- **Work instruction**
Please echo the passage on cattle slaughter and feedlot placements word for word, starting with "The prevalence of" and going on through "been above historical levels.".

- **Extracted text**
===============
Annual 2012 commercial cow slaughter is expected to be below slaughter in 2011. This level of slaughter would represent 16.8 percent of the January 1, 2012 total cow inventory and is near the 17.1 percent for 2011, both of which exceed the 16.2 percent for 2010—and, more significantly, the 16.3 percent for 1996, when a summer drought and a spike in corn prices set off an extended period of cow-herd liquidation. Prior to the 1996 liquidation rate, the highest rates of cow slaughter since 1980 occurred in 1984 (17.8 percent of January 1 cow inventory) and 1986 (17.7 percent). For most of 2012, dairy cows accounted for a larger proportion of slaughter, although drought throughout the year also motivated a steady stream of beef cows going to slaughter. Unlike the last several years when beef cows represented unusually large shares, dairy cow slaughter during at least the last part of 2012 was atypically high, largely due to the effects of high feed costs and other factors on profit margins.
One possible offset to the effects of high levels of commercial cow slaughter on the breeding herd is the potential for heifers to be retained to replace the cows going to slaughter. Heifers, being generally smaller and less expensive to feed than cows, and ideally having better genetics than the cows they replace, should produce bigger, better calves (although there can be some offsets related to heifer calving and rebreeding). The heifer share of total commercial steer and heifer slaughter has declined from 37.1 percent through November 2011 to about 36.4 percent through November 2012. On an annual basis from 2007 through 2011, the share had been running between 37 percent (2011) and 37.7 percent (2007). Lower shares imply more heifers are being retained for cow-herd replacements. The National Agricultural Statistics Service Cattle report to be released on February 1 will provide information about heifer retention, along with changes in cow inventories.
The prevalence of drought-reduced pastures over most of the central United States was thought to be a key factor affecting retention of feeder cattle for growth to heavier weights. Consistent with this logic, placements of the lightest (under 600 pounds) feeder cattle in feedlots in 2011 and recently in 2012 have been above historical levels.
Although consistent with the dogma of placing heavy cattle when feed prices are high—as has been the case for 2012 and will likely continue to be through the current corn-crop year, the continued placement of heavy feeder cattle in feedlots of 1,000 head or more has been surprising. While not as large as that of third-quarter 2008-10, the over-800-pound share of total placements during the third quarter of 2012 was well above historical levels. The share of total placements of heavy cattle during October-November 2012, 24.7 percent of total placements, was above the next highest October-November placement shares (in 2009) and above the 10-year average. The placements of both the lightest and heaviest feeder cattle during the last half of 2012 has led to a distribution of placements of feeder cattle in feedlots of 1,000 head or more that is more heavily weighted at both ends—more bimodal— than is typical. The number of feeder cattle on small grains pastures in the Southern Plains States—which will give some indication of the potential for heavy weight feeder cattle placements in March—will be among the information in the NASS Cattle report released February 1.
===============
Region pointing data:
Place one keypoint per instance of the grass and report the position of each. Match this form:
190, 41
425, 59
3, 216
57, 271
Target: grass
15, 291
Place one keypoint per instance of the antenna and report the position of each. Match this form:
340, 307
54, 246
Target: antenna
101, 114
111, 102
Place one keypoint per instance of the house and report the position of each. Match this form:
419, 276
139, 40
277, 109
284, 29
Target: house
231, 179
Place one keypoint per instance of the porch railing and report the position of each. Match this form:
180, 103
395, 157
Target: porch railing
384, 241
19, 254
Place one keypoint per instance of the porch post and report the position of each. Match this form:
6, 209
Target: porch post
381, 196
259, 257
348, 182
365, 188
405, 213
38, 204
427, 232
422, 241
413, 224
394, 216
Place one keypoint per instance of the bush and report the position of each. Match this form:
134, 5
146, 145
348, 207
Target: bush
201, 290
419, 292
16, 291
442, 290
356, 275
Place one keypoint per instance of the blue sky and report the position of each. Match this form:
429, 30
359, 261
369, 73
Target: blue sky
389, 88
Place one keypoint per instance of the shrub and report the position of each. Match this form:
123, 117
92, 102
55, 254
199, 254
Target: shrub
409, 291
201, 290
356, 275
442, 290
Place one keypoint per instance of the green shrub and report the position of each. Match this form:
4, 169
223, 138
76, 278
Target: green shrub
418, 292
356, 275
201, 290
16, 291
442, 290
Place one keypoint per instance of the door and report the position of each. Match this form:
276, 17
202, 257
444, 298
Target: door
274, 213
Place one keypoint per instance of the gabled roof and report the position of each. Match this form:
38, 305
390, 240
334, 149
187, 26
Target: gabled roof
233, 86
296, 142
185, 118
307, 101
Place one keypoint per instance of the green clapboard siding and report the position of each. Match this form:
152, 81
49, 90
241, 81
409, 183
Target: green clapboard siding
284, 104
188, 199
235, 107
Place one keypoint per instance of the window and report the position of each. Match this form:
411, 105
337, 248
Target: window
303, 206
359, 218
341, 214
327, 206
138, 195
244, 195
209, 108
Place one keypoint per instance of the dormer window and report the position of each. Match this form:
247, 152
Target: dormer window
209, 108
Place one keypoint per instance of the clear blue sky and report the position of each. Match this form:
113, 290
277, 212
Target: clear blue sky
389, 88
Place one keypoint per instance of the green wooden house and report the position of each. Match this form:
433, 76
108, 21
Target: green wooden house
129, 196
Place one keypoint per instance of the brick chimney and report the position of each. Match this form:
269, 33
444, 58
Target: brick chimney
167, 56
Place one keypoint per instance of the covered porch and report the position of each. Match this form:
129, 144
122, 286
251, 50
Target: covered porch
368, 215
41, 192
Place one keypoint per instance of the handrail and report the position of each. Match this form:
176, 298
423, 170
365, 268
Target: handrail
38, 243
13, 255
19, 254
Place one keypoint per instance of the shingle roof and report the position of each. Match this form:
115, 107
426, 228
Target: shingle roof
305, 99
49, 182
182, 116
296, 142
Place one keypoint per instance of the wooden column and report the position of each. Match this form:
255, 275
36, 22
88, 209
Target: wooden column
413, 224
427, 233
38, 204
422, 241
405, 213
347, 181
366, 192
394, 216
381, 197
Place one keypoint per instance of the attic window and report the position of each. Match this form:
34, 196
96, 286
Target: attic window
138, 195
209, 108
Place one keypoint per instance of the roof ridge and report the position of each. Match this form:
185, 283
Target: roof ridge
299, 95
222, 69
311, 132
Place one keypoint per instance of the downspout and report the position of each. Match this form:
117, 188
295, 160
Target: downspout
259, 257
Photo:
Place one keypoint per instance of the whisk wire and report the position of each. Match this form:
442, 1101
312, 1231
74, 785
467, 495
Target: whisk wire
===============
- **Task result**
The prevalence of drought-reduced pastures over most of the central United States was thought to be a key factor affecting retention of feeder cattle for growth to heavier weights. Consistent with this logic, placements of the lightest (under 600 pounds) feeder cattle in feedlots in 2011 and recently in 2012 have been above historical levels.